» Exercise aim: Pick out every line in the records below that contains the word "photo", and copy each of those lines.

═══ Input ═══

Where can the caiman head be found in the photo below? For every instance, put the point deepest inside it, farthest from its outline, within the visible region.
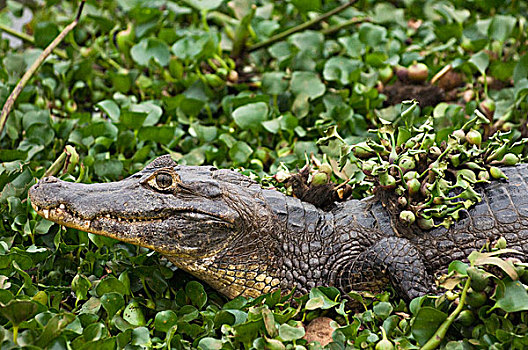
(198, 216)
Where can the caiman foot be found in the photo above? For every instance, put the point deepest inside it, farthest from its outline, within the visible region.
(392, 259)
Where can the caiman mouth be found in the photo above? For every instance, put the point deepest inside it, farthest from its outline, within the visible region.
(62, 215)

═══
═══ Input ═══

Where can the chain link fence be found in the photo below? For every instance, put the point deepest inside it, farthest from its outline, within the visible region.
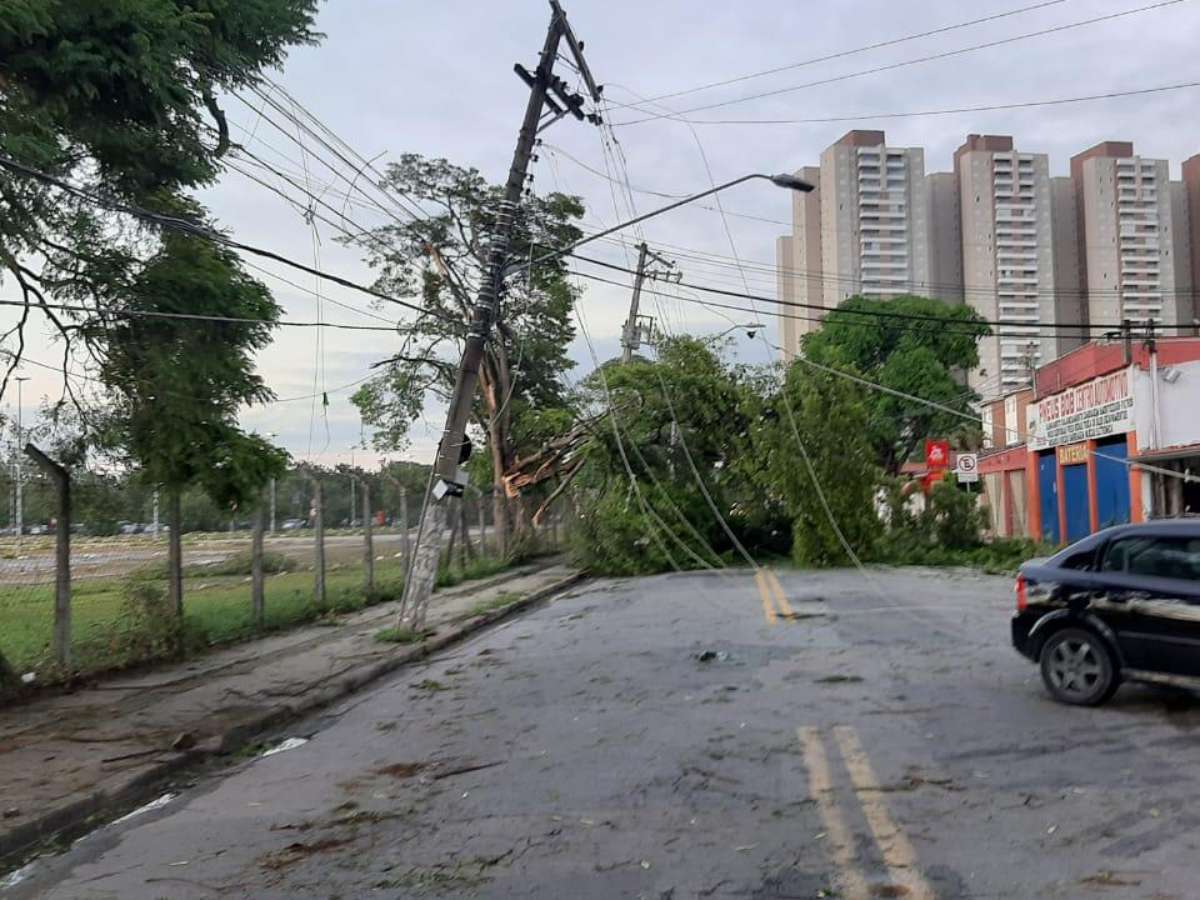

═══

» Complete output:
Where can the caiman head be found in the photo below? For every instance, put the point deepest inside it, farthest from its outline, within the visible region.
Where can the caiman foot be found in the photo above? For every instance, put the point deepest inside it, farthest from its outline, within the visible region.
Where can the caiman mouth be found in the photo above? For every instance, put the point deepest inside it, farthest from its outline, within the visible region.
Where can the chain link fence be found in the photo below? For every instance, put the point deepest inside it, farthest from its outline, within the visible region.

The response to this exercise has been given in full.